» **DOCUMENT PASSAGE**

Photo by Rich Beattie
Wet dream: Falls
in the rainforest.
The Daintree is one of the world's only rainforests where you can hike deep into the jungle in the morning, have lunch in air-conditioned comfort, and then get a massage. Best of all, unlike the Amazon or the jungles of Borneo, this well-developed forest, part of the World Heritage Wet Tropics Area, is easily accessible from Cairns—it's just a two-hour drive up the coast.

Fifty million years ago, nearly all of Australia was covered in rainforest, but by the time European explorers arrived in 1788, only about 1 percent of it remained. Logging and farming whittled away at that area until the 1980s, when conservationists fought to save the rainforest. In 1988, the World Heritage Area designation brought a total ban on commercial logging.

Now, more than half of Australia's rainforest lies in Queensland, including the Daintree, one of the most prolific and complex natural communities on earth. It's also one of the oldest—100 million years—with more than 3,000 identifiable plants and countless animals, including 25 very rare species.

Photo by Rich Beattie
Prettier than a peacock, but
cassowaries will attack if provoked.

» **LIST OF TASKS**
[1] In the Daintree rainforest passage, how long is the drive from Cairns to the Daintree?
[2] Using the Daintree rainforest passage, decide whether each statement agrees with it: (a) The 1988 World Heritage Area designation brought a total ban on commercial logging. (b) About 10 percent of Australia's rainforest remained when European explorers arrived in 1788. (c) The Daintree has more than 3,000 identifiable plants.
[3] Write the next part of the Daintree rainforest passage, picking up after its final sentence.

» **COLLECTED DATA**
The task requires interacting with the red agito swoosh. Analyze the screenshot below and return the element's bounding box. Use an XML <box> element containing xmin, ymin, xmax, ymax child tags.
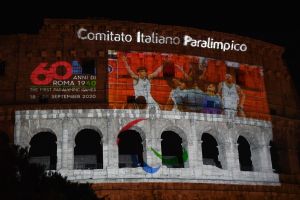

» **PER-TASK ANSWERS**
[1] It is a two-hour drive up the coast.

[2]
(a) Yes: "In 1988, the World Heritage Area designation brought a total ban on commercial logging."
(b) No: "by the time European explorers arrived in 1788, only about 1 percent of it remained."
(c) Yes: "with more than 3,000 identifiable plants and countless animals, including 25 very rare species."

[3]
Knowledgeable guides are readily available for forays into the Daintree, so I set off one morning with a cheery fellow named Gavin, who drove north through the sugarcane village of Mossman and turned inland. We hiked along the Mossman River Gorge, which was filled with raging brown water from storms. On a calmer day we would have swum in quiet pools beneath gigantic boulders, but this day we dodged dripping branches in the gloom beneath the forest canopy—a setting straight out of"Jurassic Park."

We cruised in a flat-bottom boat along the wide Daintree River, watching for crocodiles sunning on sandbanks and pythons curled in the trees as colorful birds rose in clouds at the boat's approach. And though we hiked some rugged trails that follow old Aboriginal tracks, many wide wooden walkways make it possible for anyone to explore areas of the rainforest. In Jindalba, We followed a raised walkway under a dense canopy of 50-foot-tall trees in search of the endangered cassowary, a 160-pound relative of the emu and the wullah that was hunted into near extinction hundreds of years ago.

Photo by Rich Beattie
Hazel Douglas leads rainforest
tours from the aboriginal perspective.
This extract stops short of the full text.